• TASK OBJECTIVE
Return every line of the records below that contains the word "plant", treating case as significant.
* START *
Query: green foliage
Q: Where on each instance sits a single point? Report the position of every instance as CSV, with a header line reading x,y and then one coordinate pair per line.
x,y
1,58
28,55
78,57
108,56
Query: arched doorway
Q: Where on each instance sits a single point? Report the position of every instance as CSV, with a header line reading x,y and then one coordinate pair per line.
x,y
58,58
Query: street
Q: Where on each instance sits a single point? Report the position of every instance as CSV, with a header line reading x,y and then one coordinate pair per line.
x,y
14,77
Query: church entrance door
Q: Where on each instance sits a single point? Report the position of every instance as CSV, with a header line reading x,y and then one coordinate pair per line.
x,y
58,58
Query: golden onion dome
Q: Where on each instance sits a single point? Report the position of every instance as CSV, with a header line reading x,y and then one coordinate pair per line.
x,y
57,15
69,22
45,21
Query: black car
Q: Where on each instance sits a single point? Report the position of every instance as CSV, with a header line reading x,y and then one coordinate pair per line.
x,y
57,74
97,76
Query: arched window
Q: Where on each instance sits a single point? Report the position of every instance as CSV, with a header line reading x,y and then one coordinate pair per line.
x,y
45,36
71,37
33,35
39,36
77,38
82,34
* END *
* START *
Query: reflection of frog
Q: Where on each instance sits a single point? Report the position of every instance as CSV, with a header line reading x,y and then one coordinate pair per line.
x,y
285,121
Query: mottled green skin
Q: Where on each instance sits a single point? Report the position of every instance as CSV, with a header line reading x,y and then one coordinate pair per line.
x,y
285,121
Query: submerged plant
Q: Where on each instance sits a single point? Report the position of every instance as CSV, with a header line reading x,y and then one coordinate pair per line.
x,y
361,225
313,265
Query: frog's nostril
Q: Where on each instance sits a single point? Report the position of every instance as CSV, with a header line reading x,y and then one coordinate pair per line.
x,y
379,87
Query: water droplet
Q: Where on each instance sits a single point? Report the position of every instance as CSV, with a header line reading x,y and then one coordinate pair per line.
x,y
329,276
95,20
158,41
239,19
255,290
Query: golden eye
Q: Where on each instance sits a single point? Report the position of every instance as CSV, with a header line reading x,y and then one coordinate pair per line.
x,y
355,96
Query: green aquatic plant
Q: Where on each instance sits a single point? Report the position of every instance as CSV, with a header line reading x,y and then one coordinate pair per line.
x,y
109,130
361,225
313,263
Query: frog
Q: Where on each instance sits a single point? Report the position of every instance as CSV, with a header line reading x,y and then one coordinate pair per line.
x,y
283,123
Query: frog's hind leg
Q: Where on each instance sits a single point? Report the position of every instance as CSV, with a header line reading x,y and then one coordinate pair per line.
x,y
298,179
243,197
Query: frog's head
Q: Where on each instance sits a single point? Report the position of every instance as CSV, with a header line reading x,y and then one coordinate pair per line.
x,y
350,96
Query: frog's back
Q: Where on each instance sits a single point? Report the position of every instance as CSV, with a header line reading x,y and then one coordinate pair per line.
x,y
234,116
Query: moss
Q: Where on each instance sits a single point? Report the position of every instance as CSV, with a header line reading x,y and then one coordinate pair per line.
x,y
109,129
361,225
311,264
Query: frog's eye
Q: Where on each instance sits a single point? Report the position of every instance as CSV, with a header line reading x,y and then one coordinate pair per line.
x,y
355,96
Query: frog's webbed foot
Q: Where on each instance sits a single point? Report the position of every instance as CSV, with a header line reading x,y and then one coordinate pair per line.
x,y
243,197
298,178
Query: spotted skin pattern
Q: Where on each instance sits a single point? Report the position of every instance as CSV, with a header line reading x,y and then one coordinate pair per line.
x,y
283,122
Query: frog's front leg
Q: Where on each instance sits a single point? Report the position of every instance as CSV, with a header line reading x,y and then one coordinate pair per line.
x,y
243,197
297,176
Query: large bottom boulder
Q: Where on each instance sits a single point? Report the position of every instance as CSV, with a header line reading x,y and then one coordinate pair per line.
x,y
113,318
* END *
• OUTPUT OF THE TASK
Query: submerged plant
Query: green aquatic plant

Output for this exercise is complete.